Please print the lines below word for word, leaving out the pictures.

[BEGIN Record set]

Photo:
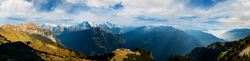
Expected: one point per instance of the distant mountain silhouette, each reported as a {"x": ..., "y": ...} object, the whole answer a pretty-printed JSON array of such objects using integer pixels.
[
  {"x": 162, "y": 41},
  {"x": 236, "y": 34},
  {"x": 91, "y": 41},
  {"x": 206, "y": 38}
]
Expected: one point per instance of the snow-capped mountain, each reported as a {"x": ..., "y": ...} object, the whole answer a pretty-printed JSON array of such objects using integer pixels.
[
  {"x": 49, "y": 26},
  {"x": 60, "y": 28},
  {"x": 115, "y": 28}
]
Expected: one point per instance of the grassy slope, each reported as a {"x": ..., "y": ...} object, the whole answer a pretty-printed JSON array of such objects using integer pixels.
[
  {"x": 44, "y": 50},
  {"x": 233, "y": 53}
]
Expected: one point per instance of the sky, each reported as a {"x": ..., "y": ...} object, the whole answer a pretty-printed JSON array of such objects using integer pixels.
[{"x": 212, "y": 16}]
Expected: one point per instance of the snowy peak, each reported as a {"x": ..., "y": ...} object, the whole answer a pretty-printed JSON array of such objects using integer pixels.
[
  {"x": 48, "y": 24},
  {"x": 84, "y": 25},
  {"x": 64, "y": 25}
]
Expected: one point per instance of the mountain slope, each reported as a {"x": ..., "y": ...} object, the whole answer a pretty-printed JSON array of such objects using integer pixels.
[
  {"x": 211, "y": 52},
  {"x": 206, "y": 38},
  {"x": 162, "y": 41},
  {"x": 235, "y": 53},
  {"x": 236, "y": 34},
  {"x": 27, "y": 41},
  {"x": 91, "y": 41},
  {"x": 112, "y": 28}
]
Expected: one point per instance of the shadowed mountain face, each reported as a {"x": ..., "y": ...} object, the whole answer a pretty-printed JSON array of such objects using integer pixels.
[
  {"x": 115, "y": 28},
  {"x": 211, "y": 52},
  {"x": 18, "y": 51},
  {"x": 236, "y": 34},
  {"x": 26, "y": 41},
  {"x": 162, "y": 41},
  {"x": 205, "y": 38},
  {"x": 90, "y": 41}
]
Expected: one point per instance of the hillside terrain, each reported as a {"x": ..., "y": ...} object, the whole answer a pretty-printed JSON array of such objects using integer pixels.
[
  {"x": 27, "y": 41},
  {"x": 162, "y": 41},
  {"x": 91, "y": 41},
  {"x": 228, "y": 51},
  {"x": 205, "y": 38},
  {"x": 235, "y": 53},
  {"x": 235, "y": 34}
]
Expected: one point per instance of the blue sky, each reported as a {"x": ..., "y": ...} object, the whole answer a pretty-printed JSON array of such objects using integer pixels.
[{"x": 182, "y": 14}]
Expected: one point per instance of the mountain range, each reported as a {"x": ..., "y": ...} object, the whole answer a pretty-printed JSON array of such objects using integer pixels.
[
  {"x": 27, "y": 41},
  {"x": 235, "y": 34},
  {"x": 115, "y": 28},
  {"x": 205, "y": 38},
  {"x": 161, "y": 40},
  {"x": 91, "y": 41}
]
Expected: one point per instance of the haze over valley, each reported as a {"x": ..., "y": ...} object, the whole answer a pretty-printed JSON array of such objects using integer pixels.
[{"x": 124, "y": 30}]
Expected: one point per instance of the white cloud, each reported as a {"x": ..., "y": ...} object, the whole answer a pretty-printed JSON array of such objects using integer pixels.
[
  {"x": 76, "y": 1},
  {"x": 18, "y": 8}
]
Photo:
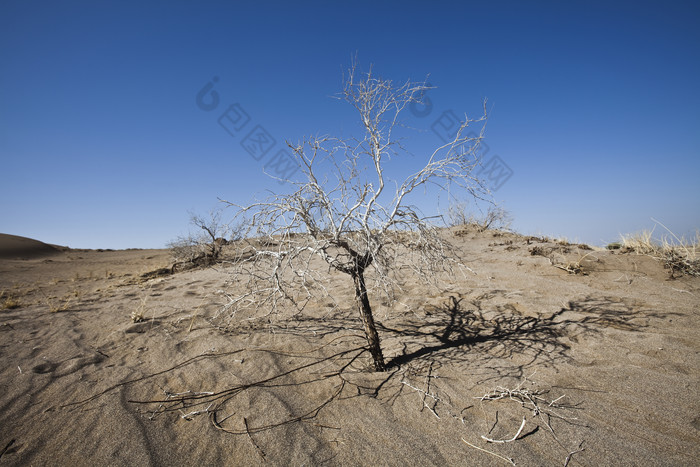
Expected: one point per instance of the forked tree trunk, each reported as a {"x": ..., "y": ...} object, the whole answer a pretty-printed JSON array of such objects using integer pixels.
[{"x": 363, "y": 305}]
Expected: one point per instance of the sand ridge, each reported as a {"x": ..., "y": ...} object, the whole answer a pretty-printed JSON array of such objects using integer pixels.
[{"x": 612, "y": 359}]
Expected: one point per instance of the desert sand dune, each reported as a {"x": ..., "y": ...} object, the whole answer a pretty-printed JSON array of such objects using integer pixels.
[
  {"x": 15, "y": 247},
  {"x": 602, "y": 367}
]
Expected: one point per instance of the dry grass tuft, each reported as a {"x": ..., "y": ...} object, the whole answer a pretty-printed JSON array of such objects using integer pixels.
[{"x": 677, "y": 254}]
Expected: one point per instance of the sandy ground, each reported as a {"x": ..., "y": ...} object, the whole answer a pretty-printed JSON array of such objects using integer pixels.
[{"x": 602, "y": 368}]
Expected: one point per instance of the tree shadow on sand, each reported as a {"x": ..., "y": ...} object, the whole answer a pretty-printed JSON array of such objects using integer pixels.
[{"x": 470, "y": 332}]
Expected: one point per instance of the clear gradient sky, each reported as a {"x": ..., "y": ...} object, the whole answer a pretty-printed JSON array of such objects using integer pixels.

[END Record set]

Final result:
Photo:
Expected: one point per instance of the distant mountain silhouette, each reported as a {"x": ..., "y": ...} object, the whole answer a pretty-printed JSON array of such objects using integer pixels.
[
  {"x": 162, "y": 41},
  {"x": 236, "y": 34},
  {"x": 91, "y": 41},
  {"x": 206, "y": 38}
]
Expected: one point per instance of the snow-capped mountain, each reported as a {"x": ..., "y": ...} object, the whole answer a pretty-printed JSON array of such objects using integer pixels.
[
  {"x": 49, "y": 26},
  {"x": 60, "y": 28},
  {"x": 115, "y": 28}
]
Expected: one point per instance of the grassy slope, each reported as a {"x": ..., "y": ...} object, the whole answer a pretty-printed JSON array of such objects using integer pixels.
[
  {"x": 44, "y": 50},
  {"x": 233, "y": 53}
]
Expected: one point per instance of the sky, each reported as a {"x": ..., "y": ...} object, the whole answer a pretty-printed JSON array of such objects using integer pixels.
[{"x": 212, "y": 16}]
Expected: one point per instance of the snowy peak, each reported as a {"x": ..., "y": ...} object, the whole answer a pretty-printed JSON array of such objects using integer pixels.
[
  {"x": 48, "y": 24},
  {"x": 84, "y": 25},
  {"x": 64, "y": 25}
]
Expected: one point per instance of the mountain slope, each reported as a {"x": ..., "y": ...} object, the whole answer a pretty-printed JSON array of such objects using integer pixels.
[
  {"x": 211, "y": 52},
  {"x": 206, "y": 38},
  {"x": 162, "y": 41},
  {"x": 235, "y": 53},
  {"x": 236, "y": 34},
  {"x": 27, "y": 41},
  {"x": 91, "y": 41},
  {"x": 112, "y": 28}
]
Expected: one point per instance of the shadowed mountain face, each reported as a {"x": ..., "y": ...} object, the whole answer a pretty-printed JSON array of such objects using integer pixels.
[
  {"x": 115, "y": 28},
  {"x": 211, "y": 52},
  {"x": 18, "y": 51},
  {"x": 236, "y": 34},
  {"x": 26, "y": 41},
  {"x": 162, "y": 41},
  {"x": 205, "y": 38},
  {"x": 90, "y": 41}
]
Expected: one point per instance of the hillside terrain, each reported as a {"x": ..., "y": ...} object, the whole answer a pretty-printed JSON array of such objects using integer pixels.
[
  {"x": 27, "y": 41},
  {"x": 162, "y": 41},
  {"x": 91, "y": 41},
  {"x": 228, "y": 51},
  {"x": 205, "y": 38},
  {"x": 235, "y": 53},
  {"x": 235, "y": 34}
]
Expected: one point per instance of the blue sky, each reported as a {"x": ..., "y": ...} object, the whole answer a pretty-printed JSON array of such objects using integer pixels.
[{"x": 182, "y": 14}]
Expected: one point per instance of the mountain range, each reported as a {"x": ..., "y": ...} object, the whole answer a pretty-printed JSON array of such objects using integer pixels.
[
  {"x": 27, "y": 41},
  {"x": 235, "y": 34},
  {"x": 115, "y": 28},
  {"x": 205, "y": 38},
  {"x": 161, "y": 40},
  {"x": 91, "y": 41}
]
Expected: one point per instance of the haze over valley, each reported as a {"x": ..., "y": ...} object, the whole answer a pretty-printed JSON array of such objects using integer pixels.
[{"x": 124, "y": 30}]
Expected: one point per instance of the white cloud, each reported as a {"x": ..., "y": ...} object, the whole answer a pretty-printed JSON array of such objects using integer pixels.
[
  {"x": 76, "y": 1},
  {"x": 18, "y": 8}
]
Photo:
Expected: one point per instance of the forked tree trunk, each reported as a {"x": ..., "y": ...} object, the whole answer a pretty-printed JSON array of such objects using integer pixels.
[{"x": 363, "y": 305}]
Expected: one point per instance of the sand ridge, each reported as a {"x": ..., "y": ...} object, the whole answer a pretty-printed JSON array of such objects using integer pixels.
[{"x": 612, "y": 359}]
Expected: one point per instance of the desert sand dune, each reported as a {"x": ..., "y": ...} object, the whole answer a pretty-printed JSON array of such objects using integer pixels.
[
  {"x": 15, "y": 247},
  {"x": 602, "y": 367}
]
Expected: one point per instance of the dry grass tuft, each reported as a {"x": ..., "y": ...} object, the whole answer a pretty-printed JSON array of such objects using integer pixels.
[{"x": 677, "y": 254}]
Expected: one point per instance of the sandy ground, each reported as a {"x": ..., "y": ...} object, the whole answer a pretty-printed JSON array of such objects using integer pixels.
[{"x": 602, "y": 368}]
Expected: one point per instance of the tree shadow on sand, each reported as a {"x": ..., "y": ...} object, the whole answer a pretty-printed JSON array of such objects using integer pixels.
[{"x": 470, "y": 332}]
Expected: one point per instance of the clear gradient sky, each reported as a {"x": ..., "y": ...} object, the whole answer a pretty-printed JSON array of such objects using integer pixels.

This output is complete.